---- The input

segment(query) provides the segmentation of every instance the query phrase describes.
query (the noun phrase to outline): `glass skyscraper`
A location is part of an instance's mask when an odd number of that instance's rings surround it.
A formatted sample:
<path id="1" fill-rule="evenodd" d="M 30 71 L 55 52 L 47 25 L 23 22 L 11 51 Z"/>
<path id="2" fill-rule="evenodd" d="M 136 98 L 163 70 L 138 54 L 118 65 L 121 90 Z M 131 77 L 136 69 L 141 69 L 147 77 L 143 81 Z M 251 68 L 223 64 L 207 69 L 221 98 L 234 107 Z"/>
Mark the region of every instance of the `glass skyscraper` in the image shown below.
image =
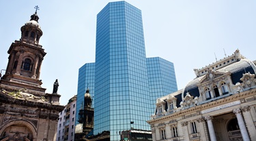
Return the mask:
<path id="1" fill-rule="evenodd" d="M 177 89 L 173 63 L 159 57 L 147 58 L 151 108 L 157 98 Z M 154 111 L 153 111 L 154 112 Z"/>
<path id="2" fill-rule="evenodd" d="M 156 98 L 177 90 L 173 64 L 146 58 L 141 12 L 125 1 L 109 3 L 98 14 L 96 62 L 87 65 L 79 69 L 76 105 L 89 85 L 94 134 L 109 132 L 111 140 L 131 129 L 150 130 L 146 121 Z"/>

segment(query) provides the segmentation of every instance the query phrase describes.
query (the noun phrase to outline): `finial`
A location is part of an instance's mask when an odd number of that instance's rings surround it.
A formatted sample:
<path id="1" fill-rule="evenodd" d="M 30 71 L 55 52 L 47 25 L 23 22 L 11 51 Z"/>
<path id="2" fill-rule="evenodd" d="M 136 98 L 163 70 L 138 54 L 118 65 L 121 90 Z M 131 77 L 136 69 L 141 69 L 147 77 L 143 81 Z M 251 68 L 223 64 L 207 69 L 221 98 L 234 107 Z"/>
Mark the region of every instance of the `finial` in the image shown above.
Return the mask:
<path id="1" fill-rule="evenodd" d="M 38 13 L 38 9 L 39 10 L 39 7 L 38 7 L 38 5 L 35 6 L 34 8 L 35 9 L 35 14 L 37 14 L 37 13 Z"/>
<path id="2" fill-rule="evenodd" d="M 224 54 L 225 54 L 225 56 L 227 57 L 226 52 L 225 52 L 224 48 L 223 48 L 223 50 L 224 50 Z"/>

--------

## Work instructions
Print the stretch of the records from their start through the line containing "177 89 L 173", including that line. Leave the pictures out of your copy.

## Task result
segment(query) provides the segmentation of every instance the query phrase describes.
query (the noun phrase to outline): `glass skyscraper`
A location is part of an instance's mask when an odd number of that instance's rings surround it.
A formatted sample:
<path id="1" fill-rule="evenodd" d="M 30 71 L 55 52 L 47 25 L 23 22 L 11 51 Z"/>
<path id="2" fill-rule="evenodd" d="M 136 98 L 163 70 L 138 54 L 118 65 L 121 90 Z M 131 77 L 136 69 L 141 69 L 147 77 L 143 81 Z M 251 68 L 223 64 L 207 69 L 221 98 L 234 107 Z"/>
Mark the region of every instance of the `glass skyscraper` in the image shown below.
image =
Return the mask:
<path id="1" fill-rule="evenodd" d="M 177 89 L 173 63 L 159 57 L 147 58 L 151 108 L 157 98 Z M 154 111 L 153 111 L 154 112 Z"/>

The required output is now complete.